Records to process |

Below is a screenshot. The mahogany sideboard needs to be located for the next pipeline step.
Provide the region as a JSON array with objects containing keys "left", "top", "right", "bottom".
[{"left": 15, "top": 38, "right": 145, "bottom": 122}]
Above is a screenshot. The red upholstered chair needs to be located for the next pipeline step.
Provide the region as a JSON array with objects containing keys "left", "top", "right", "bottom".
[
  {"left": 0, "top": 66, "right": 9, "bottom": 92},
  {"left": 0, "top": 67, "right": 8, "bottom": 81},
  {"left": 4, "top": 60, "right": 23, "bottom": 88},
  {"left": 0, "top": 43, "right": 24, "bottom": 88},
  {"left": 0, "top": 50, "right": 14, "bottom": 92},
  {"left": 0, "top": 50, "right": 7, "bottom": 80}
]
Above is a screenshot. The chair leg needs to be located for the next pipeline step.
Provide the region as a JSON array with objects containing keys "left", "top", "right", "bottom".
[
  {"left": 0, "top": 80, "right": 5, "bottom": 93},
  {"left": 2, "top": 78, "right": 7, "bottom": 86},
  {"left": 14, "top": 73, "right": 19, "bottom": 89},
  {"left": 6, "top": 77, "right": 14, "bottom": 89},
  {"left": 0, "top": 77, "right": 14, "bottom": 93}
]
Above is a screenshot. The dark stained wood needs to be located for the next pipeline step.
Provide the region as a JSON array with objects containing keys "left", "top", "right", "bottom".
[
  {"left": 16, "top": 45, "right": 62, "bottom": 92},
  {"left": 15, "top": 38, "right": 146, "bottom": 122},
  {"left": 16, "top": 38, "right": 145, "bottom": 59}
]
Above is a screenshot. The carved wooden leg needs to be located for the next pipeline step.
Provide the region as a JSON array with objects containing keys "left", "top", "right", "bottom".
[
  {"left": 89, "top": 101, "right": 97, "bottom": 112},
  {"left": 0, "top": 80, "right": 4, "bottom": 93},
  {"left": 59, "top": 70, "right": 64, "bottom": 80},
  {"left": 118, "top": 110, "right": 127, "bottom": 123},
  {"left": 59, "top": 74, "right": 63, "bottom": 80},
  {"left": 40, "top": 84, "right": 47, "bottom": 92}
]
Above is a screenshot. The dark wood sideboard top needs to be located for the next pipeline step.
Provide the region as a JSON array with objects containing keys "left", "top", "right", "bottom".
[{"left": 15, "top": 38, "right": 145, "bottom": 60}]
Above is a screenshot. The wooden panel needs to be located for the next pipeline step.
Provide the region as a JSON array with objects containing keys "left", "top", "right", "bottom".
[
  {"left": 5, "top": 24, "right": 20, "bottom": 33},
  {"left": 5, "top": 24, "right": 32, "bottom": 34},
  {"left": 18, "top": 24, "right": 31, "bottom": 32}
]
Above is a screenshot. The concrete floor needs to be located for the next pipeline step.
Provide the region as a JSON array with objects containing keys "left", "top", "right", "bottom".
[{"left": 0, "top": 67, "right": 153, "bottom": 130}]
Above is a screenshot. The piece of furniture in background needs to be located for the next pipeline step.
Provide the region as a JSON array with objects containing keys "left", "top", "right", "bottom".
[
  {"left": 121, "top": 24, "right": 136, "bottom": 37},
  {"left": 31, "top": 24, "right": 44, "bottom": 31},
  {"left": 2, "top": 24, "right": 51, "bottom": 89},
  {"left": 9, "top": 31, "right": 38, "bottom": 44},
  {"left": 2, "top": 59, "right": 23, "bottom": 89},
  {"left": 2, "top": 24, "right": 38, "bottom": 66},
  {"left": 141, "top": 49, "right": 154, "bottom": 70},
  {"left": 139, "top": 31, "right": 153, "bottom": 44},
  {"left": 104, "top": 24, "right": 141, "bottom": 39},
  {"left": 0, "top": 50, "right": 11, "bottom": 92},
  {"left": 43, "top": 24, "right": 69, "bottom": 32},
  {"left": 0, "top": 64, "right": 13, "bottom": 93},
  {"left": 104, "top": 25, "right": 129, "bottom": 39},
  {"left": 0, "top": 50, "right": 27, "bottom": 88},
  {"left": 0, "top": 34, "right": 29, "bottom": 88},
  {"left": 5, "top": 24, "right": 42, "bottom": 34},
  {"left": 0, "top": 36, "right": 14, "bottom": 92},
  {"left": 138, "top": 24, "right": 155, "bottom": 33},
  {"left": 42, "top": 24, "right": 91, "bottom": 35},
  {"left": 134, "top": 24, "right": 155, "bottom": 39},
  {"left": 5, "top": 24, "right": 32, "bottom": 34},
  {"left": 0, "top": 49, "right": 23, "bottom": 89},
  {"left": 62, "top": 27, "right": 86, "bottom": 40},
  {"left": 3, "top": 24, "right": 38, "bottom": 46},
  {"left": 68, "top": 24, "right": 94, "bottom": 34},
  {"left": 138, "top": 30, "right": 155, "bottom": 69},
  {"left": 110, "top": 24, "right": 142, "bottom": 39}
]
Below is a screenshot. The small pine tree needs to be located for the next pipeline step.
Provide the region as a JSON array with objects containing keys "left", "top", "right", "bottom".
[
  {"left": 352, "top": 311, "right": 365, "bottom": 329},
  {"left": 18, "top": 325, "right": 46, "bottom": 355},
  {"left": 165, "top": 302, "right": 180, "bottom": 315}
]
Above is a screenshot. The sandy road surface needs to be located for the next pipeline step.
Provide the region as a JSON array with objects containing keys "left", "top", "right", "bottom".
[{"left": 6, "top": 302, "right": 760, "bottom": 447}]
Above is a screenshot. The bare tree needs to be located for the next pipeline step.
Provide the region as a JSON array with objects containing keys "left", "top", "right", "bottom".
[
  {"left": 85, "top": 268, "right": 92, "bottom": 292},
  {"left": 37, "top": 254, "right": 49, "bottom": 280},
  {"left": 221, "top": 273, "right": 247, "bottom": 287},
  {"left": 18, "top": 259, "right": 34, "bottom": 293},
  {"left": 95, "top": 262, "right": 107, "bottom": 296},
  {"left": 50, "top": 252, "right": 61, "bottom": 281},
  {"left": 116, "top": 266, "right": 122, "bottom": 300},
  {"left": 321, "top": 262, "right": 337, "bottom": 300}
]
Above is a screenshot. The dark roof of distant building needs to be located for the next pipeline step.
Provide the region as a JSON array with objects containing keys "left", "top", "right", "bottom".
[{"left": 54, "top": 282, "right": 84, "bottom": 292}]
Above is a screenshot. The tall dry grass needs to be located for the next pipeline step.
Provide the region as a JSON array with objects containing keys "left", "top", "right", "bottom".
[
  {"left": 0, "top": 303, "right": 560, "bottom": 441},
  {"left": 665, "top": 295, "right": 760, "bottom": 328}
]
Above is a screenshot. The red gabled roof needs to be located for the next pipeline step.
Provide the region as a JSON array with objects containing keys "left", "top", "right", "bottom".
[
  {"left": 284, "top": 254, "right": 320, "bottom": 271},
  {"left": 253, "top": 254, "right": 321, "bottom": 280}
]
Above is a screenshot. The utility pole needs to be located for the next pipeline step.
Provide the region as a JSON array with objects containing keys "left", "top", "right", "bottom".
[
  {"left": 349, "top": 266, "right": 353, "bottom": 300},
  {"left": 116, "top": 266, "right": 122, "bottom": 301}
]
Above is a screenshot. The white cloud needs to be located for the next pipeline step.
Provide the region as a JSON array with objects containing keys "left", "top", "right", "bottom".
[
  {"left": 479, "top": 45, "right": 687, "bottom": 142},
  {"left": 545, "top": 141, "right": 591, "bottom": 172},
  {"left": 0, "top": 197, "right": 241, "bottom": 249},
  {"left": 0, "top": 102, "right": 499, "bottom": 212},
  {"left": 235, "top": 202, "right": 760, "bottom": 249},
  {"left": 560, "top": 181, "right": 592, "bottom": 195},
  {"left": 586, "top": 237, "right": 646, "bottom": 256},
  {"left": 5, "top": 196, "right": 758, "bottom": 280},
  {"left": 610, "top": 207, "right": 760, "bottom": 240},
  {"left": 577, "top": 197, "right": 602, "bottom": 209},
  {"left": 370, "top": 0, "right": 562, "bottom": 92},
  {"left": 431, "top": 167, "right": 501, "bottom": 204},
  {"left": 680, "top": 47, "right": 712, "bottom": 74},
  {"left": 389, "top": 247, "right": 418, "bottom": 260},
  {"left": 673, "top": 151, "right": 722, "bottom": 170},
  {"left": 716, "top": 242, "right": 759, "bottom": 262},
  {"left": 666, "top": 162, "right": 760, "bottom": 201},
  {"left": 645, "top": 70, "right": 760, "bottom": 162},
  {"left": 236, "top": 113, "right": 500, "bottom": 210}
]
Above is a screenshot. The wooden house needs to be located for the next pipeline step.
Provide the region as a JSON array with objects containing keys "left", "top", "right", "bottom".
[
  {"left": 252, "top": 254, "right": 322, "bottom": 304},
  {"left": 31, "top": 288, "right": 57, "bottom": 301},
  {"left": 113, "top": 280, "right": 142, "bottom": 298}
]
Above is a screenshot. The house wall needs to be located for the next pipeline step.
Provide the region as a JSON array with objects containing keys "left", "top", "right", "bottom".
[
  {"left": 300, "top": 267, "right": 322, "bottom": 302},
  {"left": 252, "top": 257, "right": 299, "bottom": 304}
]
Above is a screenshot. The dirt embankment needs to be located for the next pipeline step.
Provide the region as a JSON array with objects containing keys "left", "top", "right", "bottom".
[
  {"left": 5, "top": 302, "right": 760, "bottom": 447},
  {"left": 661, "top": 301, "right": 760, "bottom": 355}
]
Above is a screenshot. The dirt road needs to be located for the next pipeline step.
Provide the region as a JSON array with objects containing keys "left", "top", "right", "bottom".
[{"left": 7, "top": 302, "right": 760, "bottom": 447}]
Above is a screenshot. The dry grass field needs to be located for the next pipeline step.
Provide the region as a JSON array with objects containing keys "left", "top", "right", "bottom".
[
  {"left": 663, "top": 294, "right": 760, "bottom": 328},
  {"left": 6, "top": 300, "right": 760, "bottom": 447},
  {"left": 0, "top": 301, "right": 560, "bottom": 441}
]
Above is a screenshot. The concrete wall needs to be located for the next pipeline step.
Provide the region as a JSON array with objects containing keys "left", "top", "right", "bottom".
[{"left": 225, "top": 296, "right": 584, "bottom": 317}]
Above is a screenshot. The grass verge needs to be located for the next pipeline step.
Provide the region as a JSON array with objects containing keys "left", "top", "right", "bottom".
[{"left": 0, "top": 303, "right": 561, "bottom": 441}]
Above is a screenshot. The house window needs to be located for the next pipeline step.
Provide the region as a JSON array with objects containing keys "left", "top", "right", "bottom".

Your task |
Return, from the material above, each line holding the string "chair".

Task solution |
Above is a screenshot. The red upholstered chair needs to be located for the next pipeline step.
Above is a screenshot. The chair leg needs to be located for the next pipeline step.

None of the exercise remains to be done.